▶ [Dataset]
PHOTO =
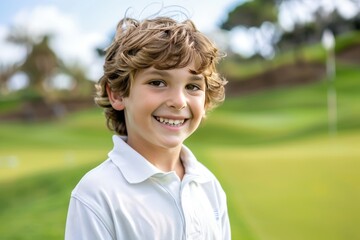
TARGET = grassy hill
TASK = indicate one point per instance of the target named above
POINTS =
(285, 176)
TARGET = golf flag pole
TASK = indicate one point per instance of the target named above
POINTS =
(328, 41)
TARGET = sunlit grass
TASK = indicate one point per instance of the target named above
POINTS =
(298, 190)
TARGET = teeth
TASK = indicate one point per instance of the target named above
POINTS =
(171, 122)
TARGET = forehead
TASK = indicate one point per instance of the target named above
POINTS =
(185, 72)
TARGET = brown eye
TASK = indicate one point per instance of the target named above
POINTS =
(193, 87)
(157, 83)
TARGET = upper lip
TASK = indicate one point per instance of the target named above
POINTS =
(171, 117)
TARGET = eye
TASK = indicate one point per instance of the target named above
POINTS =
(193, 87)
(157, 83)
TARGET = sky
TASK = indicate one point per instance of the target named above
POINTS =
(79, 26)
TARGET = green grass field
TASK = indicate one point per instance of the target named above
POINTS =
(285, 176)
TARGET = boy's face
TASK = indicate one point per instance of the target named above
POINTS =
(164, 107)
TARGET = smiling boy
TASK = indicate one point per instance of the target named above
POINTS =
(159, 81)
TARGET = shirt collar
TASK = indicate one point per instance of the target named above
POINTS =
(135, 168)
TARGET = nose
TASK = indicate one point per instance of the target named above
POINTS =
(177, 99)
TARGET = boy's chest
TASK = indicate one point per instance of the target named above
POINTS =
(167, 211)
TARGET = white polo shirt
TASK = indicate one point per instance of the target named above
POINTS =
(126, 197)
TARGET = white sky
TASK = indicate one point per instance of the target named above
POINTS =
(79, 26)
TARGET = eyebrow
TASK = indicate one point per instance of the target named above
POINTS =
(164, 73)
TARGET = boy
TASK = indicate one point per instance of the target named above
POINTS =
(159, 80)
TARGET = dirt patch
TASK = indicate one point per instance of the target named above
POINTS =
(39, 110)
(283, 76)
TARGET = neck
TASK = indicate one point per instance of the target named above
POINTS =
(165, 159)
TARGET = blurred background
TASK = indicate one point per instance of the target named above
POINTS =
(285, 144)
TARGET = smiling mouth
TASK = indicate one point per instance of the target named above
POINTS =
(171, 122)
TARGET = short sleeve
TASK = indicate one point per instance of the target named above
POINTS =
(83, 224)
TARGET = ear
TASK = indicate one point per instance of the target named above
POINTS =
(116, 100)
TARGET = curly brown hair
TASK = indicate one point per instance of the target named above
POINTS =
(162, 43)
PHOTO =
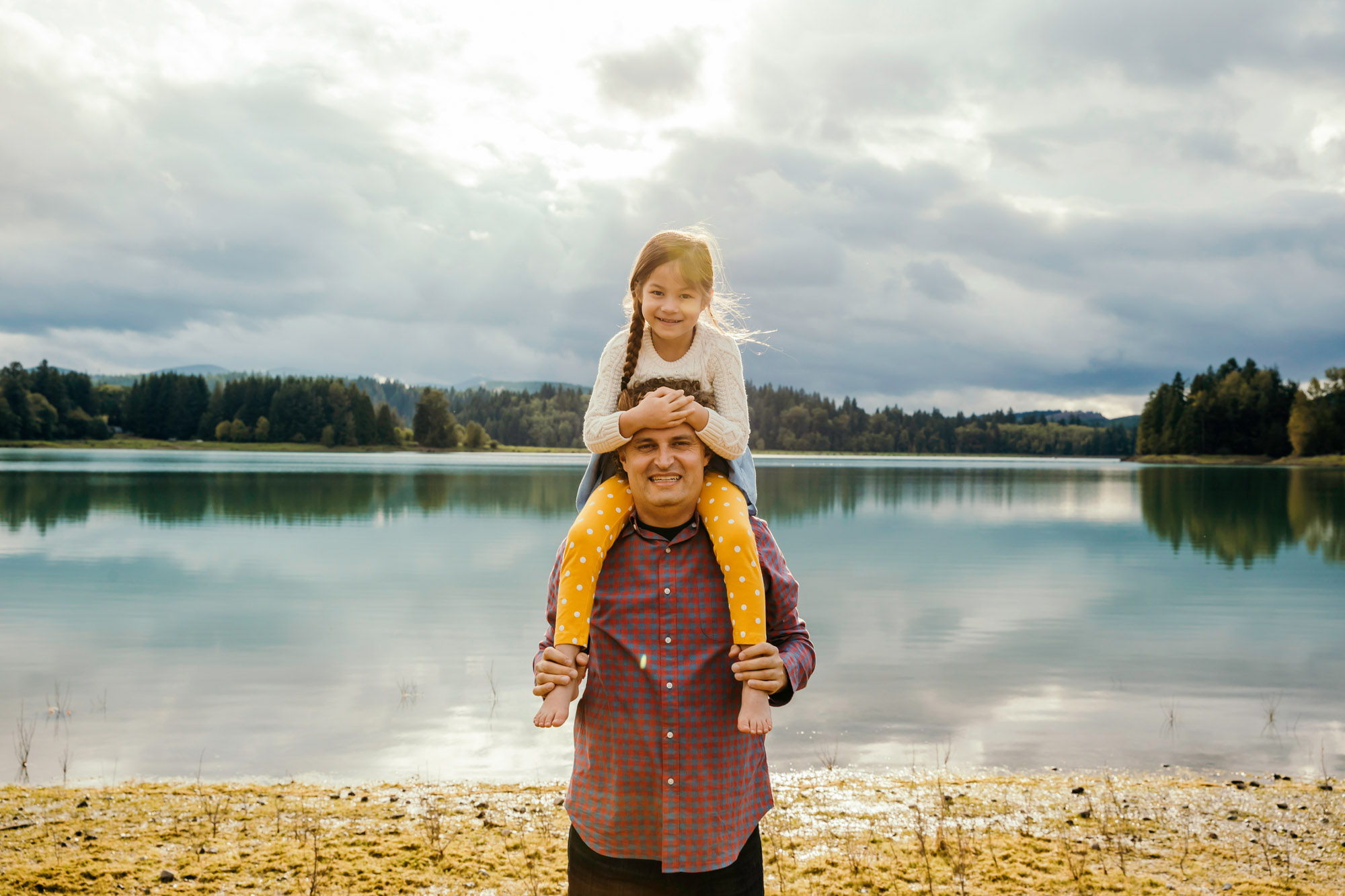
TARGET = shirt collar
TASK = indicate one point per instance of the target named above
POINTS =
(633, 525)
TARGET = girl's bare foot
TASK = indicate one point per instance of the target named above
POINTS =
(556, 705)
(755, 716)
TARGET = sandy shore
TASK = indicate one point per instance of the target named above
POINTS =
(837, 831)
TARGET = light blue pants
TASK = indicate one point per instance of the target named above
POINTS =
(742, 474)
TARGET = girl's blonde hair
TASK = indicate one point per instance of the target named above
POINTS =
(699, 259)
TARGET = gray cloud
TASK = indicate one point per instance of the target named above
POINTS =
(654, 79)
(937, 280)
(1077, 237)
(1163, 42)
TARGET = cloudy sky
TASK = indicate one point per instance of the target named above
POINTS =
(957, 204)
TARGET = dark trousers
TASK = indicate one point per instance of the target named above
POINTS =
(595, 874)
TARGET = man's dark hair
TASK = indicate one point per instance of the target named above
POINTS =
(636, 393)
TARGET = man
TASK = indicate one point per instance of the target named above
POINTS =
(666, 792)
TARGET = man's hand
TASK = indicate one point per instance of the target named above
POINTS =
(761, 666)
(555, 669)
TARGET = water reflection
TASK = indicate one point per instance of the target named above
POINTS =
(1034, 614)
(1233, 514)
(1241, 516)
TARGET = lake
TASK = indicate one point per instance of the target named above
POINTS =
(375, 616)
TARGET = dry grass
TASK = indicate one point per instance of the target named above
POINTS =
(836, 831)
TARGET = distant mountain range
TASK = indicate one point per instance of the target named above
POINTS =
(1086, 417)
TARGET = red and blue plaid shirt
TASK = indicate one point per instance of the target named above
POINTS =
(661, 770)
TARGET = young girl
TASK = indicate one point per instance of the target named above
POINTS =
(675, 334)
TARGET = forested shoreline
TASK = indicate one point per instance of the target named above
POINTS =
(336, 412)
(1245, 409)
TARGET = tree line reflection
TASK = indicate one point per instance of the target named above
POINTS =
(1231, 514)
(1238, 516)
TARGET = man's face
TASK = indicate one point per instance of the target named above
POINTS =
(666, 467)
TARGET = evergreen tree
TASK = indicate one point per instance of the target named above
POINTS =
(385, 430)
(474, 436)
(434, 424)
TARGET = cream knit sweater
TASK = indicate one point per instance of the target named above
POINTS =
(714, 358)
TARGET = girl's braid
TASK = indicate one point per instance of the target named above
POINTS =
(634, 342)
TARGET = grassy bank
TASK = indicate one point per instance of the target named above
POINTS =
(1241, 460)
(831, 833)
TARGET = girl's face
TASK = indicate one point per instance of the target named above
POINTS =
(670, 304)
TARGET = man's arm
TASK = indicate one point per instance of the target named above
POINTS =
(785, 628)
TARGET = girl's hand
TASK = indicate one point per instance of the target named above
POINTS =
(660, 409)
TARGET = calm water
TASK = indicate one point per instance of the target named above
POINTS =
(263, 615)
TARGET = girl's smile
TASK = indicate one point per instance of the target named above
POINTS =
(672, 307)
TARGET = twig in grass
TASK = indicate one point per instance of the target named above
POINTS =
(1169, 716)
(925, 846)
(960, 864)
(1078, 865)
(828, 755)
(24, 743)
(314, 873)
(1270, 704)
(432, 823)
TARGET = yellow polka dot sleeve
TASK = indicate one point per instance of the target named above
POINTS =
(586, 549)
(724, 512)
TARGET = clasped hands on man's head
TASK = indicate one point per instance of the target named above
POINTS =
(662, 408)
(665, 467)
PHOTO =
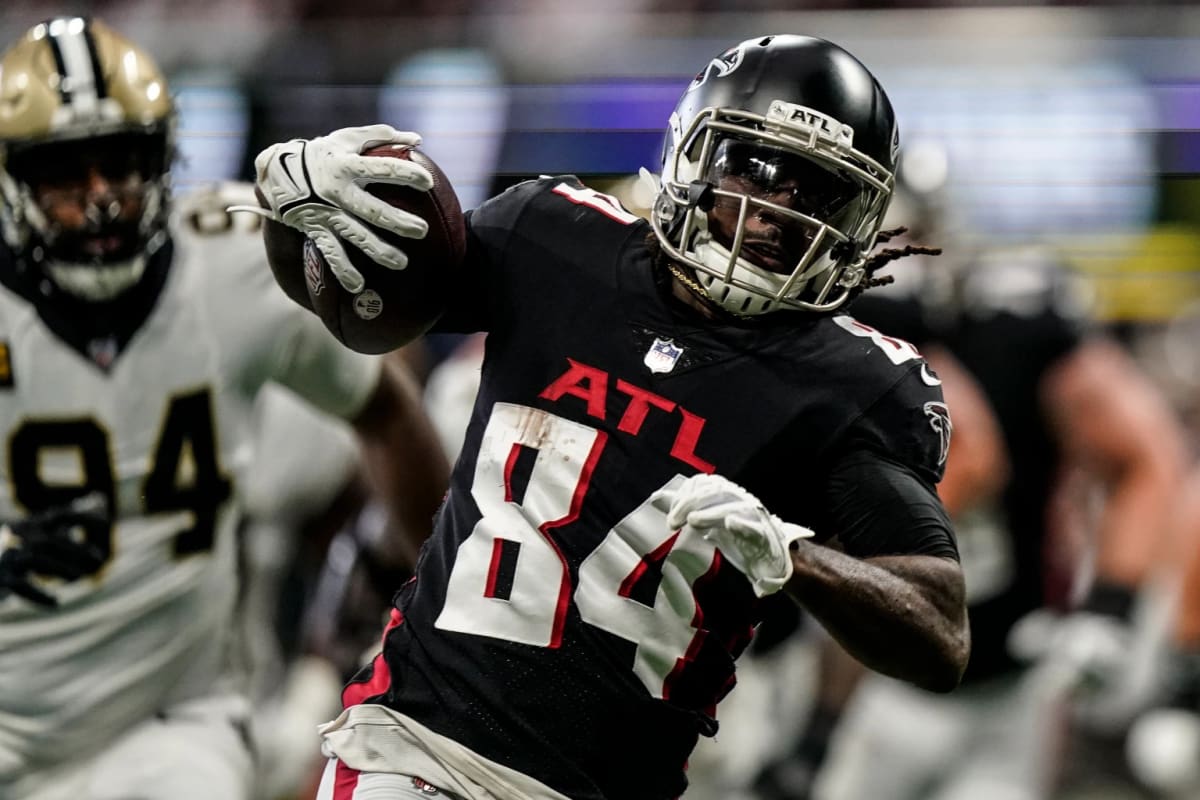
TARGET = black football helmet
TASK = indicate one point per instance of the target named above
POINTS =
(792, 128)
(77, 96)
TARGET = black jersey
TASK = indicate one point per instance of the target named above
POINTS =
(1017, 320)
(556, 625)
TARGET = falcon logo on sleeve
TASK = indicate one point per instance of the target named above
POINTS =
(940, 420)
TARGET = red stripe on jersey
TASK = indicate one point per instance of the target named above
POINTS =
(697, 623)
(381, 677)
(495, 566)
(581, 488)
(346, 780)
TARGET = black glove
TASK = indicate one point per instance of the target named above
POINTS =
(47, 543)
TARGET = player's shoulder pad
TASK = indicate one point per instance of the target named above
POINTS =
(906, 416)
(226, 246)
(552, 199)
(204, 211)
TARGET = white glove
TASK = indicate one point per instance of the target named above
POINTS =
(753, 540)
(317, 186)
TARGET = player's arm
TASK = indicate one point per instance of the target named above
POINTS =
(406, 463)
(901, 612)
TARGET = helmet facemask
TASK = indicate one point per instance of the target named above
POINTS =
(793, 168)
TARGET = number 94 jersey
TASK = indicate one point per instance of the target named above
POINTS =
(556, 625)
(155, 417)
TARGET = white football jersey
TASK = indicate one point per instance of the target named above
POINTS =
(166, 431)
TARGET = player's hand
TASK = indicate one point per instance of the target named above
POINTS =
(753, 540)
(318, 186)
(51, 543)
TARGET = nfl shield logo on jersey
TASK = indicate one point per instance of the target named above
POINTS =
(663, 355)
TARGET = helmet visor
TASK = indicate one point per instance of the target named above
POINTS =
(773, 202)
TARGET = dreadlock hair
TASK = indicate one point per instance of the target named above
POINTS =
(881, 258)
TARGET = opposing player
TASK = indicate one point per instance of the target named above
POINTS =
(135, 335)
(648, 391)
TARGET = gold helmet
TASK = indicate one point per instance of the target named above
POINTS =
(77, 96)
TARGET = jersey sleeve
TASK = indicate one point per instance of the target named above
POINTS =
(875, 505)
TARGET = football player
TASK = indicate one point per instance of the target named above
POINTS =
(1073, 402)
(672, 423)
(135, 336)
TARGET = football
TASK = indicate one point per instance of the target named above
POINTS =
(395, 306)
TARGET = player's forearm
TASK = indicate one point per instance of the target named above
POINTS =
(406, 463)
(904, 617)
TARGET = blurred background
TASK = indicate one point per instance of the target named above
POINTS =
(1066, 130)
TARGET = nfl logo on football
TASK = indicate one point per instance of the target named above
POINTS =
(312, 268)
(663, 355)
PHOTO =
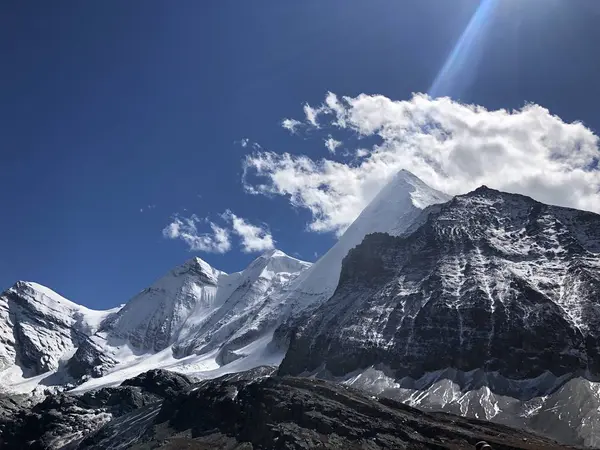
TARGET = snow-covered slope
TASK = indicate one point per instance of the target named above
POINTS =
(39, 329)
(395, 209)
(193, 310)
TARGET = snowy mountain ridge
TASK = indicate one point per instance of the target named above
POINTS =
(39, 329)
(484, 305)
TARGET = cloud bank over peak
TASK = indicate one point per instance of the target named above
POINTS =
(453, 147)
(218, 241)
(253, 238)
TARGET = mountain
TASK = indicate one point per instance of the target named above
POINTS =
(484, 305)
(247, 410)
(197, 310)
(39, 329)
(490, 307)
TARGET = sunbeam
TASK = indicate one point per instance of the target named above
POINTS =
(455, 74)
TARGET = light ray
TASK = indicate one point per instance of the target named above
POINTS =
(460, 65)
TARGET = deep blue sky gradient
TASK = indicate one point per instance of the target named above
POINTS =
(107, 107)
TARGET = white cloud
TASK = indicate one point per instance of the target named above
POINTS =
(185, 229)
(147, 208)
(290, 125)
(311, 115)
(453, 147)
(331, 144)
(253, 238)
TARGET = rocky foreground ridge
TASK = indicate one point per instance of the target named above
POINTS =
(251, 410)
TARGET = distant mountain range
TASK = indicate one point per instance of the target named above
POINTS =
(485, 305)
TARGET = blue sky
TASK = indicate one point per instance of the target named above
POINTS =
(110, 108)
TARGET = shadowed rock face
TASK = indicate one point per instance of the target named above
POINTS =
(492, 281)
(248, 410)
(62, 420)
(295, 413)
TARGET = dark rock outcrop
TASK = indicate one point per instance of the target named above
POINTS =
(296, 413)
(491, 281)
(62, 420)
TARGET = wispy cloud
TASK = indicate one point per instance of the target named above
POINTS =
(291, 125)
(217, 241)
(452, 146)
(147, 208)
(253, 238)
(331, 144)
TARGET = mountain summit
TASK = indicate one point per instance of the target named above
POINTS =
(488, 308)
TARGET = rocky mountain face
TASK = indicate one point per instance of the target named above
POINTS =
(394, 210)
(492, 292)
(484, 305)
(194, 309)
(62, 420)
(39, 328)
(251, 410)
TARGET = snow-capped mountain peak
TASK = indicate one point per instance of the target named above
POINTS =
(39, 328)
(393, 210)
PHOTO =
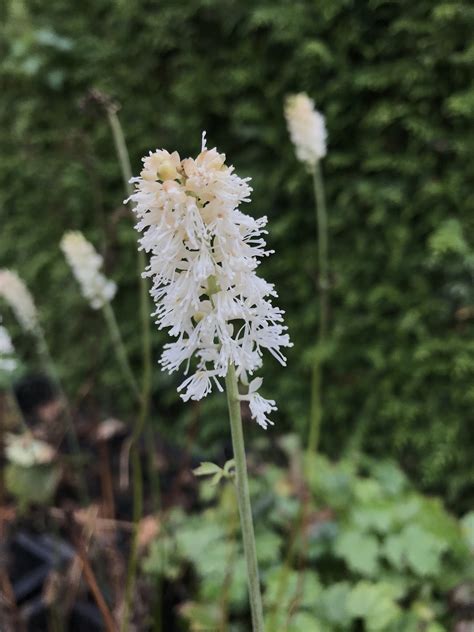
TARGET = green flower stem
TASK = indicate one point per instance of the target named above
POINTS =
(323, 259)
(137, 482)
(316, 410)
(117, 342)
(12, 400)
(73, 441)
(243, 496)
(145, 310)
(124, 160)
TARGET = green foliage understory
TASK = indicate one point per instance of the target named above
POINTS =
(372, 549)
(394, 81)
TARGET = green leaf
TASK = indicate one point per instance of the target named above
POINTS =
(417, 549)
(35, 484)
(467, 525)
(331, 604)
(305, 622)
(206, 469)
(374, 604)
(359, 551)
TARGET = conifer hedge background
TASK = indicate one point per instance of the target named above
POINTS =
(394, 80)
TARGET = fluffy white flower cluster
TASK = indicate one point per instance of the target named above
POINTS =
(86, 263)
(7, 361)
(204, 256)
(16, 294)
(307, 128)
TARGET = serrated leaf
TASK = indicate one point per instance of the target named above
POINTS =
(360, 551)
(374, 604)
(206, 469)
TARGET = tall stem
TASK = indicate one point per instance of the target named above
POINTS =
(73, 441)
(243, 496)
(117, 342)
(145, 310)
(124, 160)
(316, 411)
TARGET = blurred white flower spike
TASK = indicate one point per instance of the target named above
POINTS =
(16, 294)
(204, 256)
(307, 128)
(7, 360)
(86, 264)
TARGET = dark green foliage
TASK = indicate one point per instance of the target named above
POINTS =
(372, 549)
(394, 81)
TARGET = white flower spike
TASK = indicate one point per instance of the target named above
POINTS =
(16, 294)
(204, 257)
(307, 128)
(7, 361)
(86, 264)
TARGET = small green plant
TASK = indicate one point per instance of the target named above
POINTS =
(373, 552)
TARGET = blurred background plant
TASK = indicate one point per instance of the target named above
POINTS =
(372, 550)
(394, 83)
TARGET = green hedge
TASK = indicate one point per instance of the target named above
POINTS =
(393, 79)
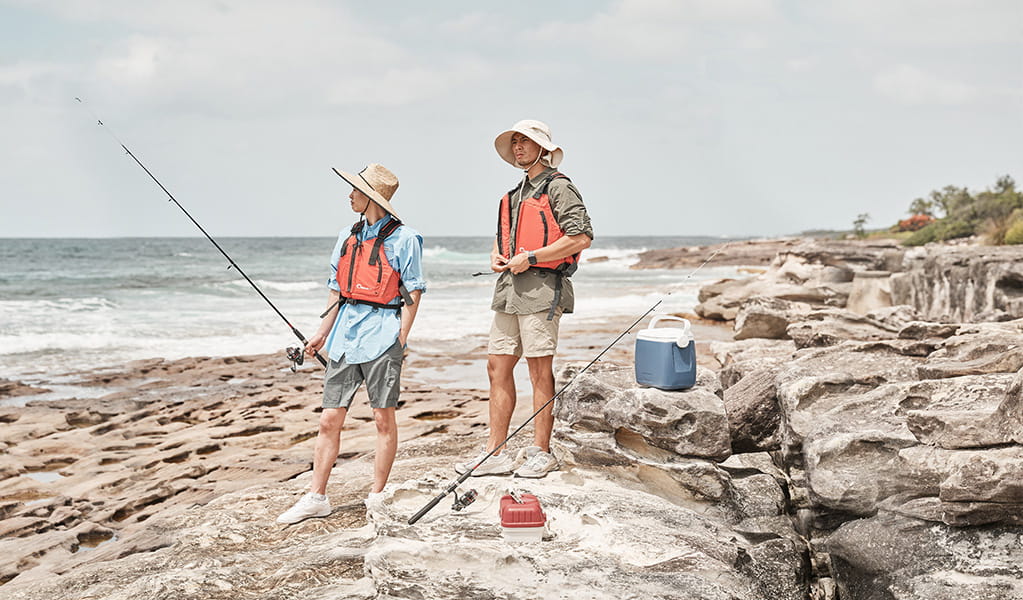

▶ [Directions for this task]
Could you rescale the stretch from the line containing "TARGET = green hedge" through the end of the records by rewriting those lines, requests included, with every point coordinate in the answers multiplied by 2.45 and rounded to a whole number, halves rounded up? Give only those lines, and leave the pictures out.

▶ [Written reply]
TARGET = green hedge
TASK = indicate one point per instance of the target named above
POINTS =
(963, 194)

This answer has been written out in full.